EXERCISE A:
Set down the Linux distributions post word for word, everything from "[ale] Linux Distributions" down to "you're looking for).".

GIVEN TEXT:

>> BEGIN

[ale] Linux Distributions
George Carless
kafka at antichri.st
Tue May 17 22:48:25 EDT 2005
> > There is no need. Place the user in the appropriate groups if they need
> > access to something. If you want to have the user be able to play
> > audio, then place them in the audio group. If you want them to have
> > access to the CD/DVD/whatever, then let them ('man 5 fstab' is a good
> > read, the 'users' keyword is what you're looking for).
>
> Michael, you are making my point.
>
> My "toying" with the all-root-all-the-time premise is to point out that
> what you (and those before you) are identifying are part of the 1000
> things that need to be done post install in order to make a Linux
> desktop system usable. If doing the Lindows way of run-as-root then
> those 1000 things are gone and the inexperienced user has IMMEDIATE out
> of the box functionality. The only thing left is the question of risk.
The words "only thing" minimise what is a very important thing. This is the problem.
Nobody disagrees that there is some *compromise* between security and convenience; but
to run as root is no compromise at all (except, if you'll excuse the pun, the compromise
of your Lindows user's system).

>> END

EXTRACTED INFORMATION:
>> BEGIN

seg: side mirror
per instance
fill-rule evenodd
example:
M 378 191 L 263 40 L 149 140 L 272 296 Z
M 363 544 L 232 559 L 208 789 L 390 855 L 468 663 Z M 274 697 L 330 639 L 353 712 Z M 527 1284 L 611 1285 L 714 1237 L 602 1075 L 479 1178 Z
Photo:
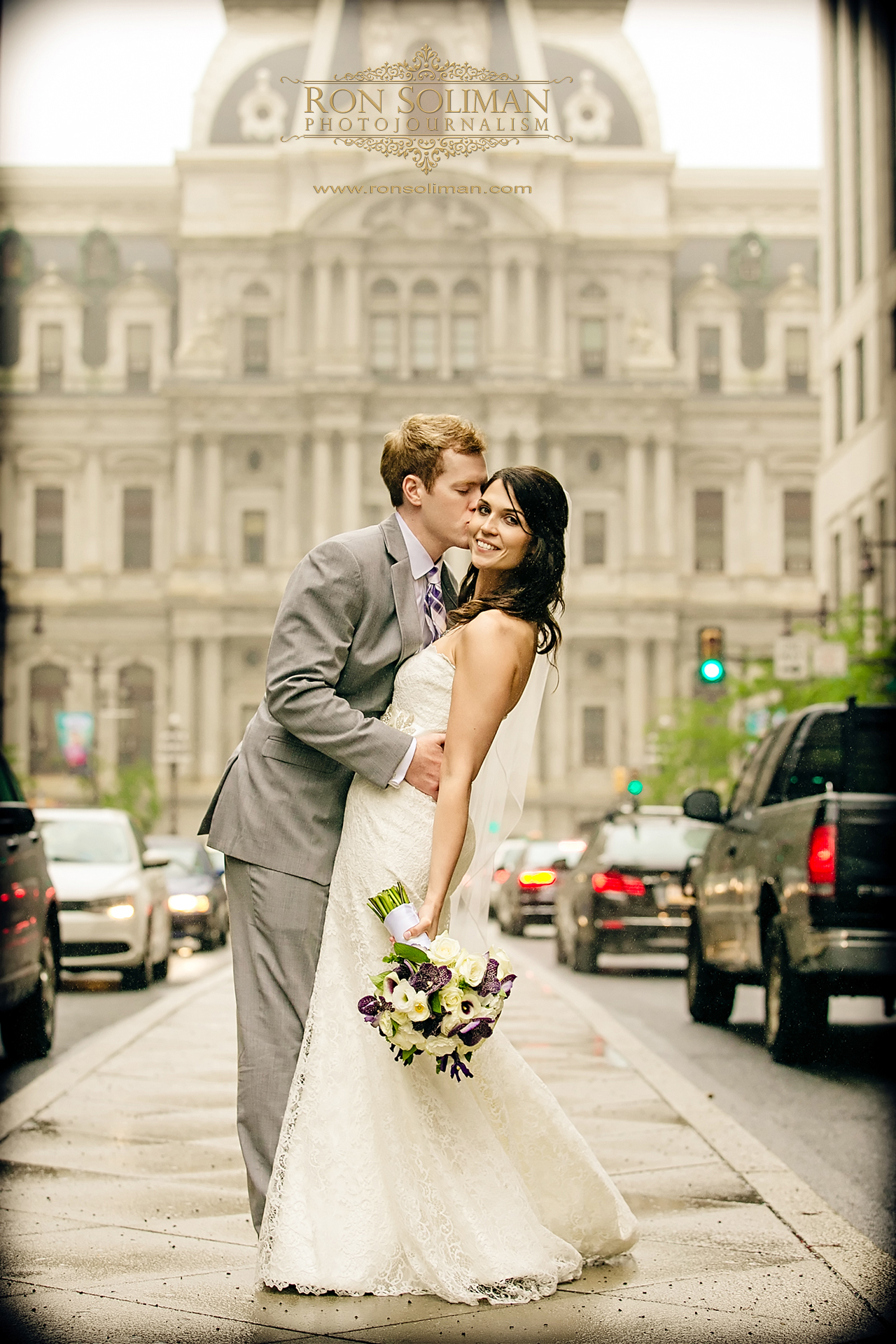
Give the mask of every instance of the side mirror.
M 27 802 L 0 802 L 0 835 L 23 836 L 34 828 L 34 812 Z
M 167 868 L 169 863 L 171 855 L 164 849 L 144 849 L 144 868 Z
M 682 808 L 692 821 L 721 821 L 721 800 L 715 789 L 692 789 L 684 796 Z

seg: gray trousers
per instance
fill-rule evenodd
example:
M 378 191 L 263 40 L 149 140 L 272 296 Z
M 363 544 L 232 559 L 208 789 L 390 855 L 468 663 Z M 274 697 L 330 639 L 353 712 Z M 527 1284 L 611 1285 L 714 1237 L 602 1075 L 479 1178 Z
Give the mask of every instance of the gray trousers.
M 236 992 L 236 1129 L 261 1228 L 314 986 L 329 887 L 227 856 Z

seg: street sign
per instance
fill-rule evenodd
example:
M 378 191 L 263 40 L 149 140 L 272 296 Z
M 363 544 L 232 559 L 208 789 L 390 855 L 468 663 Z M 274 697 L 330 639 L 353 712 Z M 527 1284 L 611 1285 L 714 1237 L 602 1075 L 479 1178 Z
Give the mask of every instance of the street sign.
M 842 640 L 818 640 L 811 650 L 811 669 L 815 676 L 846 676 L 849 659 Z
M 775 676 L 779 681 L 809 680 L 809 640 L 802 634 L 775 640 Z

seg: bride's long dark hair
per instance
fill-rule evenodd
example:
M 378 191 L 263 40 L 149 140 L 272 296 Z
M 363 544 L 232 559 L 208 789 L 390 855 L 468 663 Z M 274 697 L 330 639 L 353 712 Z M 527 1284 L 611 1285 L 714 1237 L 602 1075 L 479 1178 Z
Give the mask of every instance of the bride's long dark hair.
M 543 472 L 540 466 L 502 466 L 485 482 L 484 495 L 493 481 L 501 481 L 510 503 L 520 509 L 529 544 L 516 569 L 505 571 L 502 586 L 485 598 L 473 595 L 478 570 L 470 564 L 461 583 L 458 605 L 449 614 L 449 628 L 466 625 L 480 612 L 506 612 L 508 616 L 532 621 L 539 632 L 539 653 L 555 655 L 562 638 L 556 618 L 563 614 L 563 534 L 570 521 L 566 491 L 556 476 Z

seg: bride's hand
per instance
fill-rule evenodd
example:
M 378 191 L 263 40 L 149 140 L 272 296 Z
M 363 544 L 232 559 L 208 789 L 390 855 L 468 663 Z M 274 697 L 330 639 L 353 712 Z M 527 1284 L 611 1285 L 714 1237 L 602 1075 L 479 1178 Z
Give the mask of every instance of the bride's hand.
M 419 938 L 422 933 L 427 934 L 430 941 L 433 941 L 439 931 L 439 915 L 442 914 L 442 900 L 435 900 L 433 896 L 427 896 L 420 906 L 420 917 L 412 929 L 408 929 L 404 937 Z

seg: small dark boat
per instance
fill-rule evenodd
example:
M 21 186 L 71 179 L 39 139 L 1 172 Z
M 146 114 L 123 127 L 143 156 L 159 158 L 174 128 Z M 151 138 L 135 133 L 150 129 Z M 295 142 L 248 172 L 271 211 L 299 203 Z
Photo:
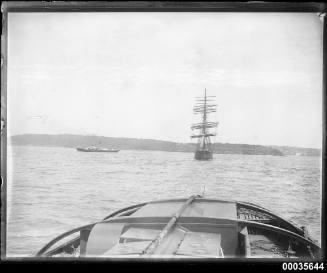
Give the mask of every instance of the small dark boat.
M 191 196 L 118 210 L 53 239 L 38 257 L 320 258 L 299 228 L 260 206 Z
M 86 148 L 76 148 L 79 152 L 97 152 L 97 153 L 117 153 L 117 149 L 107 149 L 107 148 L 98 148 L 98 147 L 86 147 Z

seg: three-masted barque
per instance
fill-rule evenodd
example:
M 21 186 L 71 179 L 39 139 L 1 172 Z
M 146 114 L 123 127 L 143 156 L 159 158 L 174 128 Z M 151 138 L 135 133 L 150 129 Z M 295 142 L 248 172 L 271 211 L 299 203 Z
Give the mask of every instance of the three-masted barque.
M 193 107 L 193 112 L 196 115 L 201 115 L 201 122 L 192 125 L 192 130 L 198 130 L 196 135 L 191 138 L 197 138 L 198 143 L 194 158 L 196 160 L 211 160 L 213 158 L 213 147 L 210 137 L 216 133 L 210 132 L 210 129 L 216 128 L 218 122 L 208 121 L 208 115 L 217 111 L 217 105 L 213 104 L 215 96 L 207 96 L 207 90 L 204 90 L 204 97 L 196 98 L 196 104 Z

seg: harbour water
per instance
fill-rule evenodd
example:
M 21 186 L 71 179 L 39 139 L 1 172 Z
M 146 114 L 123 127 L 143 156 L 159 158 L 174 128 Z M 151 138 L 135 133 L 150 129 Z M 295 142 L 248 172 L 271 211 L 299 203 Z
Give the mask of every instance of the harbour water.
M 62 232 L 116 209 L 156 199 L 205 196 L 263 206 L 320 243 L 320 157 L 222 155 L 8 146 L 7 256 L 31 256 Z

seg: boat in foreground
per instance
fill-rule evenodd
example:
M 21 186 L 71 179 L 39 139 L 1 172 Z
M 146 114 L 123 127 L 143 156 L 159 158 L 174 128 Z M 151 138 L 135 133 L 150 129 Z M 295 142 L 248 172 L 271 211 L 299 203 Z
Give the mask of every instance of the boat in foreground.
M 86 148 L 77 147 L 76 150 L 79 152 L 98 152 L 98 153 L 117 153 L 117 152 L 119 152 L 119 150 L 117 150 L 117 149 L 107 149 L 107 148 L 98 148 L 98 147 L 86 147 Z
M 38 257 L 320 258 L 299 228 L 260 206 L 191 196 L 118 210 L 53 239 Z

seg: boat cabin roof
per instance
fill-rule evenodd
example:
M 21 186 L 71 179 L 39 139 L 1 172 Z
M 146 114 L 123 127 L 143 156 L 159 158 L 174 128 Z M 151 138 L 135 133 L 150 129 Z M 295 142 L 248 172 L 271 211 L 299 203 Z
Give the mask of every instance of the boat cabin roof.
M 86 255 L 141 255 L 184 203 L 185 200 L 150 202 L 128 217 L 98 223 L 89 235 Z M 201 219 L 223 220 L 208 225 Z M 153 257 L 235 256 L 238 227 L 229 219 L 237 219 L 235 202 L 195 200 L 182 211 L 177 224 L 155 249 Z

>> END

EXERCISE B:
In the entries, rename "side mirror" to "wing mirror" in everything from the start of the entries down to the line containing "Give the mask of every instance of the side", and give back only those lines with nothing else altered. Leave the pictures out of your answer.

SOLUTION A:
[ale] Linux Distributions
George Carless
kafka at antichri.st
Tue May 17 22:48:25 EDT 2005
> > There is no need. Place the user in the appropriate groups if they need
> > access to something. If you want to have the user be able to play
> > audio, then place them in the audio group. If you want them to have
> > access to the CD/DVD/whatever, then let them ('man 5 fstab' is a good
> > read, the 'users' keyword is what you're looking for).

SOLUTION B:
seg: wing mirror
per instance
fill-rule evenodd
example:
M 378 191 L 263 40 L 149 140 L 272 296 Z
M 363 544 L 232 559 L 208 789 L 390 855 L 468 663 Z M 274 697 L 330 639 L 353 712 Z M 527 1284 L 611 1285 L 714 1237 L 602 1075 L 479 1178 Z
Photo:
Give the mask of every instance of the wing mirror.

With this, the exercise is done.